----- Extract to read -----

Reassembling Arts One: Kierkegaard’s Fear and Trembling

As part of my review for my final, I’ve decided to blog about some of the texts I felt I never fully understood (*cough* or read *cough*) throughout the year with Arts One so that I can at least be a little prepared if I have to identify a quote during the exam.

First on my list is Fear and Trembling by Søren Kierkegaard, read along with the Book of Genesis, but I haven’t finished rereading that one. So first thing’s first.

The first time around, I had difficulty fully comprehending Kierkegaard, and I still obviously don’t fully comprehend it. Kierkegaard and I are better friends now, though. A lot of his argumentation seemed very stream-of-consciousness at the first time I read it, thus I had a hard time connecting ideas together and relating it to “the big picture”, but rereading the text has helped me appreciate the ideas better.

Something that didn’t quite occur to me the first time around was the implication that Kierkegaard was making on faith. Growing up in a very Catholic Filipino family and attending an all-girls Catholic school for five years, faith becomes something of the every day. Say your prayers–“God will provide”, even if not in the way that you expect. I agree with Kierkegaard, however, that faith isn’t something of the every day. It is beyond all logic, paradoxical in its premise and in its execution because of the universal.

I think Kierkegaard’s endeavor isn’t something that I engaged myself in completely the first time I read his book. I didn’t grasp how engaging in faith was engaging in something incomprehensible, and I definitely didn’t find myself admiring Abraham the same way that Kierkegaard does, but I’m beginning to see it now.

-----

Work order: Condense the paragraph of the post on Fear and Trembling that begins "Something that didn't quite occur to me" into a shorter version that keeps its main facts.

----- Entries shown -----

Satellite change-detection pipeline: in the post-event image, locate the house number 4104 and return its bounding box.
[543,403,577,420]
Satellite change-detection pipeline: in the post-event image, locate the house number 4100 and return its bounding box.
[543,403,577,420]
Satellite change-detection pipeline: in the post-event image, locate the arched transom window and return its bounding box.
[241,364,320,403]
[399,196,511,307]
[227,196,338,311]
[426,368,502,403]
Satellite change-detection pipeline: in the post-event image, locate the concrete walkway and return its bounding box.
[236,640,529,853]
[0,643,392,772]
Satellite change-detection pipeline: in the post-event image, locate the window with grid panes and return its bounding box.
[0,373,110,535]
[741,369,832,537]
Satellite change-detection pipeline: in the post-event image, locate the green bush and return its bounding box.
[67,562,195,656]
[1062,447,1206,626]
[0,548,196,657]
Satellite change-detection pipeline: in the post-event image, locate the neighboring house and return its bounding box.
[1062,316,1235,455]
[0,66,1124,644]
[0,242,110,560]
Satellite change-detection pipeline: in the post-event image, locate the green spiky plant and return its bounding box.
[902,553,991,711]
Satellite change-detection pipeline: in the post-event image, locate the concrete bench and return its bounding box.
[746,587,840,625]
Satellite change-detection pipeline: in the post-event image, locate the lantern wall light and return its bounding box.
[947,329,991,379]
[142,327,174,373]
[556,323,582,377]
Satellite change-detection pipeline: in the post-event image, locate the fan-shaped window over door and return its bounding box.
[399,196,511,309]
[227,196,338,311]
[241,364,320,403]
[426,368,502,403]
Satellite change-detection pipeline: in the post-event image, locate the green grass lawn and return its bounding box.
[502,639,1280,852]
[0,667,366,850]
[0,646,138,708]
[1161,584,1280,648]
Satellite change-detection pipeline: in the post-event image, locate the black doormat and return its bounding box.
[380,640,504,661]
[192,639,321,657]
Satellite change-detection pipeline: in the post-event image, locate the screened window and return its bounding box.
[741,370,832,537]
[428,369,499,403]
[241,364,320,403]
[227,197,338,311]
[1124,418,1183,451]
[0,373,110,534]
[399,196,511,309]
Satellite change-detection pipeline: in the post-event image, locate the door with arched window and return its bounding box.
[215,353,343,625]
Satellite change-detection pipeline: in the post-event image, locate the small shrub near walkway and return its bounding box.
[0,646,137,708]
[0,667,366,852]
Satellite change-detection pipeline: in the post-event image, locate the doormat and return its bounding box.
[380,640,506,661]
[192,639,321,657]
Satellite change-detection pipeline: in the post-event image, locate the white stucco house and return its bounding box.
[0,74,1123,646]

-----

Exercise solution: On first reading, I missed Kierkegaard's implication about faith. Raised in a very Catholic Filipino family and educated for five years at an all-girls Catholic school, I came to see faith as an everyday matter of praying and trusting that "God will provide." I agree with Kierkegaard, however, that faith is not an everyday matter: it lies beyond all logic and is paradoxical in its premise and its execution because of the universal.